Transcribe verbatim the lines of the material below, from the line containing "Someone flagged campsite" through the line containing "[43,109,50,125]", both included. Output those lines and nothing else.

====== MATERIAL FOR THIS TASK ======

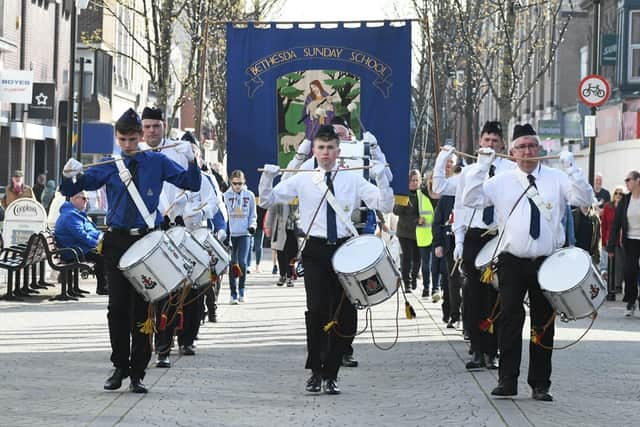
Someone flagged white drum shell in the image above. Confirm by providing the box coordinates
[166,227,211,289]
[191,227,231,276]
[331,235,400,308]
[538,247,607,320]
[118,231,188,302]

======
====== MATERIAL FOR THIS TASK ======

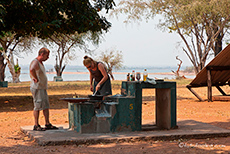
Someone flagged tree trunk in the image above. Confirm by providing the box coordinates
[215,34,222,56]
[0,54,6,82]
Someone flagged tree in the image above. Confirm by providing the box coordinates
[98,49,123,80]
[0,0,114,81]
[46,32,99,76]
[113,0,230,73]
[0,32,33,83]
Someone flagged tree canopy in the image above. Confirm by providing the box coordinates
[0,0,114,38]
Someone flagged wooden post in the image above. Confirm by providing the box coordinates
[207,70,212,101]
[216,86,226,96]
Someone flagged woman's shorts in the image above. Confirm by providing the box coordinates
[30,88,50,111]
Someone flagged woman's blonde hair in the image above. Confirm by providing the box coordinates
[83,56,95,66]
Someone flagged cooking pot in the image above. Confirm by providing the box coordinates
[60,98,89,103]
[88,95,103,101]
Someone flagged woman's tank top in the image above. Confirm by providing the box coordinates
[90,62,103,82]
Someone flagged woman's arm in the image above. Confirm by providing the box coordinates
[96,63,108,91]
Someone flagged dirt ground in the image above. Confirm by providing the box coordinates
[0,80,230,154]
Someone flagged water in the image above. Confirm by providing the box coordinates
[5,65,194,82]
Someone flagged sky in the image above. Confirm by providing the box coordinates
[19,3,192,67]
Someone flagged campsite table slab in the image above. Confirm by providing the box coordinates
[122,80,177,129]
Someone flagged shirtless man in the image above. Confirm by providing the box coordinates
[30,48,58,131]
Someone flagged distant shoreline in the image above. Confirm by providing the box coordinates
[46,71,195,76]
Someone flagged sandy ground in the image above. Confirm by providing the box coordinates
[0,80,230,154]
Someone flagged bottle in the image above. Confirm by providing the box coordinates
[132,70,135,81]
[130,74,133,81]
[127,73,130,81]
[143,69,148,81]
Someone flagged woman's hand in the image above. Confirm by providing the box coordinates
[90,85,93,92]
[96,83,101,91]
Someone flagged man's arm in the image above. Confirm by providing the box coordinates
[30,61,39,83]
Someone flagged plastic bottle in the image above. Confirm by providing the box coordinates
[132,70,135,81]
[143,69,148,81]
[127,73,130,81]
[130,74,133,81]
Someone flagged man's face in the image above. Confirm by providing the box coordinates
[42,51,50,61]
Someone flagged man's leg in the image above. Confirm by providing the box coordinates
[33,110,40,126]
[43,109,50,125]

======

* **RESPONSE**:
Someone flagged campsite table slab in the image above. Confirm by providing the box coordinates
[122,80,177,129]
Someone flagged shirtless man in the image above. Confirm by providing the box coordinates
[30,48,58,131]
Someone flagged distant shoreline in the image above. Confirm by providing the box coordinates
[46,71,195,76]
Someone flagged sandy ground in the image above. Confirm by providing the box coordinates
[0,80,230,154]
Someone flagged bottle in the image above. Confirm by providing the box coordinates
[132,70,135,81]
[130,74,133,81]
[127,73,130,81]
[143,69,148,81]
Someone flagged woman's hand in the image above. Confirm by providing the box coordinates
[90,85,93,92]
[96,83,101,91]
Someone flagged man's arm in the image above. Confirm by providing the box coordinates
[30,61,39,83]
Someone flagged plastic bottle in the image above. Confirm by providing the box coordinates
[132,70,135,81]
[143,69,148,81]
[127,73,130,81]
[130,74,133,81]
Someone flagged man's face in the image above. Confirm by providing the box coordinates
[42,51,50,61]
Someone flagged man's leg in the image above. Confirm by providing the box coordinates
[33,110,40,126]
[43,109,50,125]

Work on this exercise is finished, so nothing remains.